• What to do:
When the line containing "Target: orange buoy" appears in the entries below, begin printing there and stop after the line containing "Target: white building"; print each of those lines exactly and no other line.

• Information:
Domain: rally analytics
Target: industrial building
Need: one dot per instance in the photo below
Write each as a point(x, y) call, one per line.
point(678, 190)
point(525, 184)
---
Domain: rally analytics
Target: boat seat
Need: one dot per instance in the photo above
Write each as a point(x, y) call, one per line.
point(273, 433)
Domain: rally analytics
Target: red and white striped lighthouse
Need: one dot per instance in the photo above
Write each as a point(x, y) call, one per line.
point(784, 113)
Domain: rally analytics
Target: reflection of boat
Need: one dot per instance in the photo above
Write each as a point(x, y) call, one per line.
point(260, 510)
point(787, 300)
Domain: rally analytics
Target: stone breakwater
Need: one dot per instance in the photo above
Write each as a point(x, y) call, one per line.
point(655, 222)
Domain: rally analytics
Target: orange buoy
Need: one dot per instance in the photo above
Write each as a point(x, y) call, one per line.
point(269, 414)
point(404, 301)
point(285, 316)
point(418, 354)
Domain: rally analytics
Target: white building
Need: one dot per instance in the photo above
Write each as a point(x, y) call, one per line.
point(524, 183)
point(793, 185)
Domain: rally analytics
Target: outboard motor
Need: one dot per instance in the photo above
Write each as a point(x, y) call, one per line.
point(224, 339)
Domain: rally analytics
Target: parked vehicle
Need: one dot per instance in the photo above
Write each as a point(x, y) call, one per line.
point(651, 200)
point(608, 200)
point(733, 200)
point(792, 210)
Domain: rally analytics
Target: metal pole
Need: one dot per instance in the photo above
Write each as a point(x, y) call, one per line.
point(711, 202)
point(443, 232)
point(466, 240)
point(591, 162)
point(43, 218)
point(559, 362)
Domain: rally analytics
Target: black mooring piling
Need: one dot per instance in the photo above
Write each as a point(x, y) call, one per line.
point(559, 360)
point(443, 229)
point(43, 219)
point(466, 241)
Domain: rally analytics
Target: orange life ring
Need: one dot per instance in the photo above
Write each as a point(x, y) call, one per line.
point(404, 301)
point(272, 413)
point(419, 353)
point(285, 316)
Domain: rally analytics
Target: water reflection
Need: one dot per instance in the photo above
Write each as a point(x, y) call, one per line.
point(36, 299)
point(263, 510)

• Response to the task:
Target: orange buoy
Need: one dot per instance in the photo above
Write each as a point(x, y) call, one per line.
point(269, 414)
point(404, 301)
point(285, 316)
point(418, 354)
Domain: rally analytics
Target: white building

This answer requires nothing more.